- [Text]:
┌──

Database Indexing

Pramod Shehan

4 min readMar 13, 2024

Heap

Where we store all the rows in the table.
Data are Unordered.
When inserting new records, new tuple goes wherever. Usually at the end.

Pages(Blocks)

Heap is divided into 8 KB blocks.
8 KB is the default size of the block.

Item Pointers

In each page, there are slots.
Some of the slots can be empty.
If you want to know the physical location of the tuple you can alway address with the block number & slot number.
You can check the physical location of each tuples.

SELECT CTID, * FROM t_users;

This CTID column is hidden system column.

Full Table Scan

Start at the beginning and scan all the way to at the end.

What is an index?

Indexes are a common way to enhance database performance.
An index allows the database server to find and retrieve specific rows much faster than it could do without an index.
Every primary key has an index by default.

Key value stores.
Keys are the list of values in the field that we have asked to index.
Values are the page number and item pointer(slot number) that we mentioned before.(Physical location of that tuple in the heap)
It is also sorted list. It’s sorts the values so it knows how to find them efficiently in this case.
Default index is B-Tree index in Postgres.
There is no visibility information in indexes whether that tuple is dead or updated. Indexes don’t care about those information
Visibility information is stored in heap and after you have looked up a row from the index. Then we check the visibility in the heap.
UPDATE — inserts new index tuple.

update t_posts set title = 'test' where user_id = 1;

Dead tuples are removed by Vaccum. There is no operation to delete one tuple from the index. Vaccums scan through every index completely and delete all the dead tuples.

Example

Create two tables and insert data.

create table t_test(
 id BIGSERIAL NOT NULL PRIMARY KEY,
 name text,
 address text,
 country_code text
);

create table t_posts(
id SERIAL PRIMARY KEY,
title TEXT,
discription TEXT,
user_id INTEGER NOT NULL REFERENCES t_test(id) 
);

CREATE OR REPLACE FUNCTION insert_data_with_loop()
RETURNS void AS $$
DECLARE
    i integer;
BEGIN
    FOR i IN 1..1000000 LOOP
INSERT INTO t_test (name, address, country_code) values( md5(random()::text), CONCAT(array_to_string(ARRAY(SELECT chr((48 + round(random() * 9)) :: integer) FROM generate_series(1,12)), ''), ' ', array_to_string(ARRAY(SELECT chr((48 + round(random() * 9)) :: integer) FROM generate_series(1,12)), '')),substr(md5(random()::text), 0, 3));
END LOOP;
END;
$$ LANGUAGE plpgsql;


CREATE OR REPLACE FUNCTION insert_data_into_posts_with_loop()
RETURNS void AS $$
DECLARE
    i integer;
BEGIN
    FOR i IN 1..1000000 LOOP
INSERT INTO t_posts (title, discription, user_id) values( md5(random()::text), md5(random()::text), i);
END LOOP;
END;
$$ LANGUAGE plpgsql;

SELECT insert_data_with_loop();

SELECT insert_data_into_posts_with_loop();

Here there is an index. it is automatically generated by Postgres for primary key.

For this table also, there is an index for primary key.

Query 01

Check the execution plan for primary key filtering.

explain analyze select * from t_test where id = 9000000;

According to the execution plan, it is just scanning the index.

Query 2

explain analyze select * from t_test where address = '673138731337 072912168669';

Here according to the execution plan, it is scanning the heap sequentially.

Query 3

Create index on address column.


create index on t_test(address);

Check the execution plan.

explain analyze select * from t_test where address = '673138731337 072912168669';

Here, it is just scanning only index. there is a huge difference between Query 2 execution time and Query 3 execution time. Query 3 execution time is really fast after creating the index.

Query 4

Check the indexes for the specific table.

SELECT indexname AS index_name, indexdef AS index_definition
FROM pg_indexes
WHERE tablename = 'your_table_name';

└──

- [Data supplied]:

┌──

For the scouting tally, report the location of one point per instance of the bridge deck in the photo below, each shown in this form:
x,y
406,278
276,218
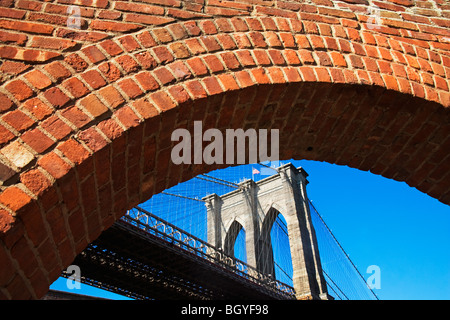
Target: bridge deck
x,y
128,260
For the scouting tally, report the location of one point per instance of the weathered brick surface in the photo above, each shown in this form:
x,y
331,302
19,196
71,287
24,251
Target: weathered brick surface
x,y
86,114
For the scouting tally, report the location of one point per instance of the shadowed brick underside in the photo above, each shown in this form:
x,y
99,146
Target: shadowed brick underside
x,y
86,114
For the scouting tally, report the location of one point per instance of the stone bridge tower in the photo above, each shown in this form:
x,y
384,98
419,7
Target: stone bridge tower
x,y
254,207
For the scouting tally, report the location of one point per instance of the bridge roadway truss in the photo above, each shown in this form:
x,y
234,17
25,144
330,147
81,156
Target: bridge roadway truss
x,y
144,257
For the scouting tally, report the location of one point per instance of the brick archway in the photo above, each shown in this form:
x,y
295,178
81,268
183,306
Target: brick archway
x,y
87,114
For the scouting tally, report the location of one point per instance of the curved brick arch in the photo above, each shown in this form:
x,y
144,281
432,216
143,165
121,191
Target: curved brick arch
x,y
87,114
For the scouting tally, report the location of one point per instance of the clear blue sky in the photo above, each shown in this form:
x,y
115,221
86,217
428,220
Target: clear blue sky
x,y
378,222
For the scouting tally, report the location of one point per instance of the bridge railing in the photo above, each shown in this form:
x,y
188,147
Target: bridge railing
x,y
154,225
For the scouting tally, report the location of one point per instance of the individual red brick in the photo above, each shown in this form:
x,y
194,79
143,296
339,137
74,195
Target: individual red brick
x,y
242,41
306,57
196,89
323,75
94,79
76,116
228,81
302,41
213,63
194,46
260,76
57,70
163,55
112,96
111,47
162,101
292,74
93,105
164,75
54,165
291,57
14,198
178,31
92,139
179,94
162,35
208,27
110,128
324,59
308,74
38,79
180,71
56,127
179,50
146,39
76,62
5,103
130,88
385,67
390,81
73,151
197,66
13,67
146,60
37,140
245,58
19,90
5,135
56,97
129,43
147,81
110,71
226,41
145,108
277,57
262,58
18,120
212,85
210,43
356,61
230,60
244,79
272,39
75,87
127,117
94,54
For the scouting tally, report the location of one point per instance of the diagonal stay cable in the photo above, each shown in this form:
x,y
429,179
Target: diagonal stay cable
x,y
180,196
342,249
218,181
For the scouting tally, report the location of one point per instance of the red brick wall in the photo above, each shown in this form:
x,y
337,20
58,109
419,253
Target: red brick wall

└──

- [Set problem]:
Repeat the database indexing text above word for word, from "Create index on address" to "creating the index.".

- [Task answer]:
Create index on address column.


create index on t_test(address);

Check the execution plan.

explain analyze select * from t_test where address = '673138731337 072912168669';

Here, it is just scanning only index. there is a huge difference between Query 2 execution time and Query 3 execution time. Query 3 execution time is really fast after creating the index.